In the records below, list every line that contains the string "shorts", copying each one in full.

STORED RECORDS

■ ■ ■

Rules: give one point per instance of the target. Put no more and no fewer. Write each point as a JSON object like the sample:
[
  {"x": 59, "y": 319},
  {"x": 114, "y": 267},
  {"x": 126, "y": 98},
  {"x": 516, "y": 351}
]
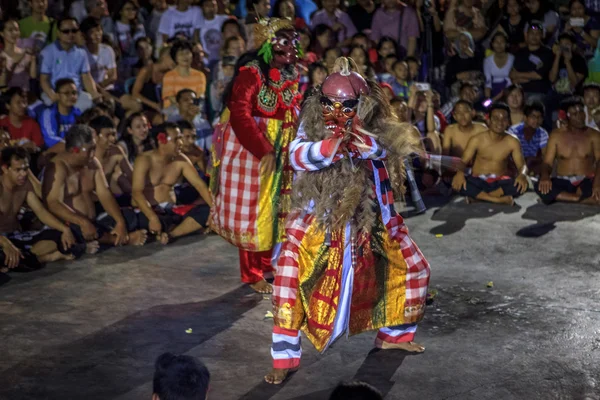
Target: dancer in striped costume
[{"x": 347, "y": 264}]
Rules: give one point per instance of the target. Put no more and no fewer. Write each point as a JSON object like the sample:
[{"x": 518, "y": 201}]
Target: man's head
[
  {"x": 182, "y": 53},
  {"x": 170, "y": 139},
  {"x": 209, "y": 9},
  {"x": 575, "y": 110},
  {"x": 15, "y": 164},
  {"x": 534, "y": 114},
  {"x": 534, "y": 33},
  {"x": 80, "y": 144},
  {"x": 463, "y": 113},
  {"x": 106, "y": 133},
  {"x": 355, "y": 391},
  {"x": 68, "y": 28},
  {"x": 67, "y": 92},
  {"x": 16, "y": 102},
  {"x": 180, "y": 378},
  {"x": 591, "y": 95},
  {"x": 189, "y": 134},
  {"x": 499, "y": 117}
]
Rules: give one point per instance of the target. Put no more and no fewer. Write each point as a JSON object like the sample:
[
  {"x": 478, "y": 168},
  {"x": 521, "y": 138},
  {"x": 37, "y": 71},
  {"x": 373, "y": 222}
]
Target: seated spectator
[
  {"x": 465, "y": 65},
  {"x": 72, "y": 179},
  {"x": 183, "y": 76},
  {"x": 183, "y": 19},
  {"x": 532, "y": 64},
  {"x": 513, "y": 25},
  {"x": 489, "y": 153},
  {"x": 20, "y": 65},
  {"x": 515, "y": 98},
  {"x": 155, "y": 196},
  {"x": 584, "y": 28},
  {"x": 57, "y": 119},
  {"x": 210, "y": 31},
  {"x": 180, "y": 378},
  {"x": 135, "y": 137},
  {"x": 189, "y": 108},
  {"x": 362, "y": 14},
  {"x": 399, "y": 22},
  {"x": 532, "y": 136},
  {"x": 540, "y": 10},
  {"x": 128, "y": 29},
  {"x": 591, "y": 100},
  {"x": 145, "y": 86},
  {"x": 457, "y": 135},
  {"x": 355, "y": 391},
  {"x": 463, "y": 16},
  {"x": 38, "y": 26},
  {"x": 28, "y": 251},
  {"x": 332, "y": 16},
  {"x": 497, "y": 67},
  {"x": 117, "y": 169},
  {"x": 62, "y": 59},
  {"x": 24, "y": 131},
  {"x": 576, "y": 151}
]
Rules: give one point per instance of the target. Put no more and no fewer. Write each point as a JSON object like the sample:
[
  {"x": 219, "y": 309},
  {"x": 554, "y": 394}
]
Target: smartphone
[
  {"x": 577, "y": 22},
  {"x": 422, "y": 86}
]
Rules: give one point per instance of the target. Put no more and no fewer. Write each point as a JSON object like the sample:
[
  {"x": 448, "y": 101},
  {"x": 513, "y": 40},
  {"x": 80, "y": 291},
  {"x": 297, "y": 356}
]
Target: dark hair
[
  {"x": 464, "y": 103},
  {"x": 183, "y": 124},
  {"x": 355, "y": 390},
  {"x": 78, "y": 135},
  {"x": 571, "y": 102},
  {"x": 534, "y": 106},
  {"x": 63, "y": 82},
  {"x": 13, "y": 153},
  {"x": 180, "y": 45},
  {"x": 88, "y": 24},
  {"x": 101, "y": 122},
  {"x": 498, "y": 105},
  {"x": 180, "y": 378},
  {"x": 132, "y": 150}
]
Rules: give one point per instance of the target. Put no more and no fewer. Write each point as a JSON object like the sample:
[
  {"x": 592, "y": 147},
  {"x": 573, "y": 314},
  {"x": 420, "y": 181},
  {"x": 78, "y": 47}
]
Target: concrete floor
[{"x": 92, "y": 329}]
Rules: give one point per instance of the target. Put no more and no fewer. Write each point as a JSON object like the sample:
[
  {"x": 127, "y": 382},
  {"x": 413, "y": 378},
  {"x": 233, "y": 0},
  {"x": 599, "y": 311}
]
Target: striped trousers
[{"x": 286, "y": 348}]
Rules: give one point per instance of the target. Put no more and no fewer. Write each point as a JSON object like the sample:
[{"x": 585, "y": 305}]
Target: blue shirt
[
  {"x": 59, "y": 63},
  {"x": 537, "y": 143},
  {"x": 54, "y": 125}
]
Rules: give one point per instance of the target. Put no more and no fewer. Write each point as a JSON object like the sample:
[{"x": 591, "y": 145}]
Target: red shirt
[{"x": 29, "y": 130}]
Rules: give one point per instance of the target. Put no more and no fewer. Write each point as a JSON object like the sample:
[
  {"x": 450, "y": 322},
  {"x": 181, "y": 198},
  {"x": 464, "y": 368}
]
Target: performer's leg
[{"x": 398, "y": 337}]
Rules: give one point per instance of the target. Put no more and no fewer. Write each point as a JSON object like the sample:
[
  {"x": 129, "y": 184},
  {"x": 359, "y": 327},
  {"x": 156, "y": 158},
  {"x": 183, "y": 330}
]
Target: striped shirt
[{"x": 537, "y": 142}]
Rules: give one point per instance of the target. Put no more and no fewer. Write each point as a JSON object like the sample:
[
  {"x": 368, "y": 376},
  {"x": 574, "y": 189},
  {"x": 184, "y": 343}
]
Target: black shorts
[
  {"x": 477, "y": 185},
  {"x": 560, "y": 185}
]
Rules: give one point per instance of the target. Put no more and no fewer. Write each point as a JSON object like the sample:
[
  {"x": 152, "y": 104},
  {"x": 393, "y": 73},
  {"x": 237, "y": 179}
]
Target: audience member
[{"x": 180, "y": 378}]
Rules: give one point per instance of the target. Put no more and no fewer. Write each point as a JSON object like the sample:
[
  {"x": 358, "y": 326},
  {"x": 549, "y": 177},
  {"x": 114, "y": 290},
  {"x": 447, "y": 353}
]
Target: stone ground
[{"x": 92, "y": 329}]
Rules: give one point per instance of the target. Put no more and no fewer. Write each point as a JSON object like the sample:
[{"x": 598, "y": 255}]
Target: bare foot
[
  {"x": 278, "y": 375},
  {"x": 262, "y": 287},
  {"x": 92, "y": 247},
  {"x": 411, "y": 347},
  {"x": 138, "y": 238}
]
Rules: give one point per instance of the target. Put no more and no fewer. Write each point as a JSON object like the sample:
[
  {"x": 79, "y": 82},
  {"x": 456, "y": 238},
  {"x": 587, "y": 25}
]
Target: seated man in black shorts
[
  {"x": 155, "y": 174},
  {"x": 71, "y": 181},
  {"x": 576, "y": 148},
  {"x": 28, "y": 251},
  {"x": 490, "y": 151}
]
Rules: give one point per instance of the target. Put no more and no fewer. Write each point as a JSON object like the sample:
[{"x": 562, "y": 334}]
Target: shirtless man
[
  {"x": 489, "y": 152},
  {"x": 576, "y": 148},
  {"x": 27, "y": 251},
  {"x": 118, "y": 170},
  {"x": 155, "y": 174},
  {"x": 73, "y": 179}
]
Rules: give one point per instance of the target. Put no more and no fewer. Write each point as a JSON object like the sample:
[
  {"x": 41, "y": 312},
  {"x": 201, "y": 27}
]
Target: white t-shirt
[
  {"x": 210, "y": 35},
  {"x": 173, "y": 22},
  {"x": 101, "y": 62}
]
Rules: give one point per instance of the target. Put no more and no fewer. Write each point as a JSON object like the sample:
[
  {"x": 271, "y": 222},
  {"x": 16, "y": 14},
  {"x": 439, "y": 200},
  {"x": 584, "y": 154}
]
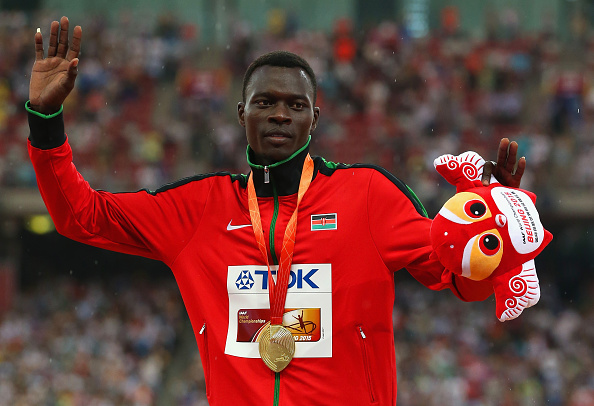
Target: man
[{"x": 335, "y": 234}]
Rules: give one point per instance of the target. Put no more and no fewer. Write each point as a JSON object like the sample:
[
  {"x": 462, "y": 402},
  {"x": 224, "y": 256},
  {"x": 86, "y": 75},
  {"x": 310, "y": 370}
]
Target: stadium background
[{"x": 401, "y": 82}]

■ ■ ■

WORKED ANSWER
Target: black shorts
Target: seated man in black shorts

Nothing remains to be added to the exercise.